→ **Dataset excerpt**:
========================

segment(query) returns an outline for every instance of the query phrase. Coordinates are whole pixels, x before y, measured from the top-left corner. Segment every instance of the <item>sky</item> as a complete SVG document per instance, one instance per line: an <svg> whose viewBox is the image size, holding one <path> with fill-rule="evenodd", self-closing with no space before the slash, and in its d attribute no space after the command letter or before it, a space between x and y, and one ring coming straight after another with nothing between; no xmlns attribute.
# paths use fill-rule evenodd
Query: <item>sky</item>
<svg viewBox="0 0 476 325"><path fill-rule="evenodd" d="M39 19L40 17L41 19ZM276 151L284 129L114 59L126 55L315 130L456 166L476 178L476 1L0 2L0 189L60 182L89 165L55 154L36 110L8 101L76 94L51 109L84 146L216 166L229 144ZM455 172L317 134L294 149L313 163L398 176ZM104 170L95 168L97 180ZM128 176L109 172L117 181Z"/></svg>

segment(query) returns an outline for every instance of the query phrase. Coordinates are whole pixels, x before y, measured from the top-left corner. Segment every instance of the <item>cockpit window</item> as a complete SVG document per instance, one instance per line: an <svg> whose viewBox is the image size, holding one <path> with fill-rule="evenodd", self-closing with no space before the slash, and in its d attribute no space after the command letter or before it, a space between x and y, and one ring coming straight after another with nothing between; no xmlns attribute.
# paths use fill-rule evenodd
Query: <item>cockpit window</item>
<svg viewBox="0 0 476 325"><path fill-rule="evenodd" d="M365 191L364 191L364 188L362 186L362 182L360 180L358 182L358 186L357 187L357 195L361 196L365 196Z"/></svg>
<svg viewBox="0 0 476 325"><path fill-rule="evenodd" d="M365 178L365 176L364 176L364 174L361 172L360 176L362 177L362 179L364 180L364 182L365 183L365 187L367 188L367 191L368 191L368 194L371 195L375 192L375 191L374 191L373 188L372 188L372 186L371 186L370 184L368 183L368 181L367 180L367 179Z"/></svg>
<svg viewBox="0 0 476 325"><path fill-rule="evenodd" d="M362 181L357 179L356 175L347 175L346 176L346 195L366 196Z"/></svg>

========================

→ **SHORT PROBLEM**:
Copy out each record from above, exactly.

→ **ANSWER FOR THE TASK**:
segment(query) returns an outline for every instance of the query phrase. Coordinates are whole pixels, x before y, measured from the top-left corner. Segment every instance of the <item>sky</item> as a complete SVG document per instance, one instance per line: an <svg> whose viewBox is the image size, holding one <path> with fill-rule="evenodd", self-closing with no space before the slash, and in its d attribute no space after the command letter or before it, a space between x and y, and one ring coming straight after another with nothing between; no xmlns attribute.
# paths use fill-rule evenodd
Query: <item>sky</item>
<svg viewBox="0 0 476 325"><path fill-rule="evenodd" d="M39 19L40 17L41 19ZM276 151L284 129L114 59L126 55L315 130L456 166L476 178L476 1L0 2L0 189L60 182L89 165L55 154L36 110L8 101L76 94L51 109L84 146L216 166L229 144ZM455 172L317 134L294 149L313 163L398 176ZM104 170L95 168L97 180ZM128 176L109 172L117 181Z"/></svg>

segment(query) returns an outline for every instance of the query phrase. Coordinates are whole pixels, x before y, measured from the top-left corner. Segment every instance of the <item>cockpit window</item> as a complete SVG document per instance, one instance per line: an <svg> whose viewBox is the image size, holding one <path> with fill-rule="evenodd", self-closing with no space before the slash, and in its d attribute no space after the command letter or before it, a space between x and y, and one ring coming straight after another with nothing between; no xmlns attribute.
# paths use fill-rule evenodd
Query: <item>cockpit window</item>
<svg viewBox="0 0 476 325"><path fill-rule="evenodd" d="M365 191L364 191L364 188L362 186L362 182L360 180L358 182L358 186L357 187L357 195L361 196L365 196Z"/></svg>
<svg viewBox="0 0 476 325"><path fill-rule="evenodd" d="M365 178L365 176L364 176L364 174L361 172L360 176L362 177L362 179L364 180L364 182L365 183L365 187L367 188L367 191L368 191L368 194L371 195L375 192L375 191L374 191L373 188L372 188L372 186L371 186L370 184L368 183L368 181L367 180L367 179Z"/></svg>
<svg viewBox="0 0 476 325"><path fill-rule="evenodd" d="M362 181L357 179L356 175L347 175L346 176L346 195L366 196Z"/></svg>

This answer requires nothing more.